--- Start Passage given ---
When asking Google - what the etymology of the "robot" word is, the answer is from Czech word "robota" which is they translate as "forced labor".
While I don't speak Czech, I speak Polish which is a close cousin. For years it didn't occur to me that "robot" and the shortened "bot" words have slavic etymology. In Polish "robić" means to do (carry out, perform etc.) something. "Robię kawę" means "I'm making a coffee" and "Zrób coś" (imperative mood - do something!) is a call for action to take action. It's a popular multi-use verb.
"Robota" is a job or some work that one has to do, not necessarily forced as Google suggests.
Edit: Also adding another interesting fact. Golem is an inanimate entity from Yiddish folklore, with a story strongly related to a 16th Prague Rabbi. I looked it up on Wikipedia if there was any connection with the "Robot" and indeed there seem to be some - "The play was written in Prague, and while Čapek denied that he modeled the robot after the golem, many similarities are seen in the plot." (https://en.wikipedia.org/wiki/Golem)
> "Robota" is a job or some work that one has to do, not necessarily forced as Google suggests.
This is a popular misconception among speakers of other slavic languages, but the Czech word "robota" really does refer to forced work performed by feudal serfs: https://prirucka.ujc.cas.cz/?slovo=robota
Yes, robota has a different meaning in Czech (mandatory work performed by serfs for the benefit of their landlord) than in eg. Slovak or Russian where it means simply "work". Cf. Slovak phrase "Idem do roboty".
Btw Rossum in “Rossum’s Universal Robots” means "Reason".
I've always read that it came from "robotnik" which just means "person who is doing something". And I agree, I'm also Polish and "robota" does not imply forced labour in the slightest, maybe it does in Czech but I doubt it given the close similarity between languages. It's quite common for people to say "Idę do roboty" which just means "I'm going to work"(as in - my place of employment).
I'm Czech and while those two languages are close, "robota" is really forced work in Czech. What you called "robota" in Polish is called "práce" in Czech. In Czech, "Robota" is forced work and has bad connotations. See https://cs.wikipedia.org/wiki/Robota . It's interesting that this page doesn't have Polish translation.
A lot of Czech people use this phrase in a very subtle, almost undetectable jest, but it is still fundamentally in jest. Drawing a connection between having to work for a living and likening it to being forced to work. It's similar to saying "Back to the salt mines" meaning back to work.
I don't doubt that, you're probably from somewhere around Ostrava. There are of course regional differences. I'm from Brno and instead of "jít do práce" we usually used "jít do hokny", "jít do háčku", or just "jít makat". Whenever I hear word "robota", I connect it with my grand-grand-...-father who was forced to work ("robota") by "dráb" (overseer) and didn't like it. So he cut overseer's head with his scythe, became a village hero and founded a church there.
--- End Passage given ---
--- Start Source data ---
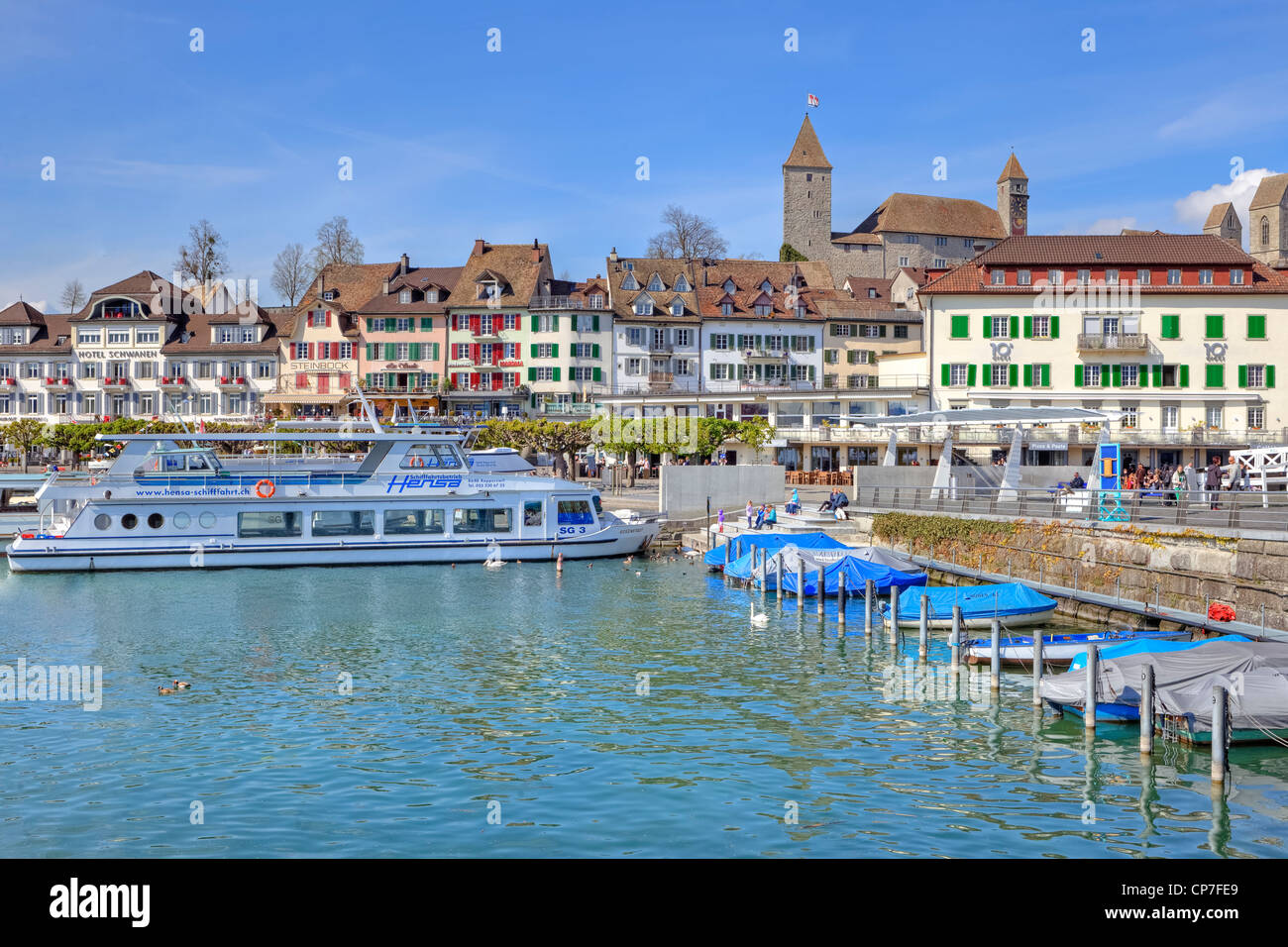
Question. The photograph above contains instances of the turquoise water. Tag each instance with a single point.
(473, 688)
--- End Source data ---
Problems to work on>
#1 Answer these about the discussion of the word "robot":
(a) What does the Polish verb "robić" mean?
(b) Which Czech word matches what Polish speakers call "robota"?
(c) What does "Rossum" mean in "Rossum's Universal Robots"?
#2 In the discussion of the word "robot", substitute "pracownik" for "robotnik" and write out everything from "I've always read" down to "place of employment).".

Responses per task>
#1
(a) To do (carry out, perform) something.
(b) "Práce".
(c) "Reason".

#2
I've always read that it came from "pracownik" which just means "person who is doing something". And I agree, I'm also Polish and "robota" does not imply forced labour in the slightest, maybe it does in Czech but I doubt it given the close similarity between languages. It's quite common for people to say "Idę do roboty" which just means "I'm going to work"(as in - my place of employment).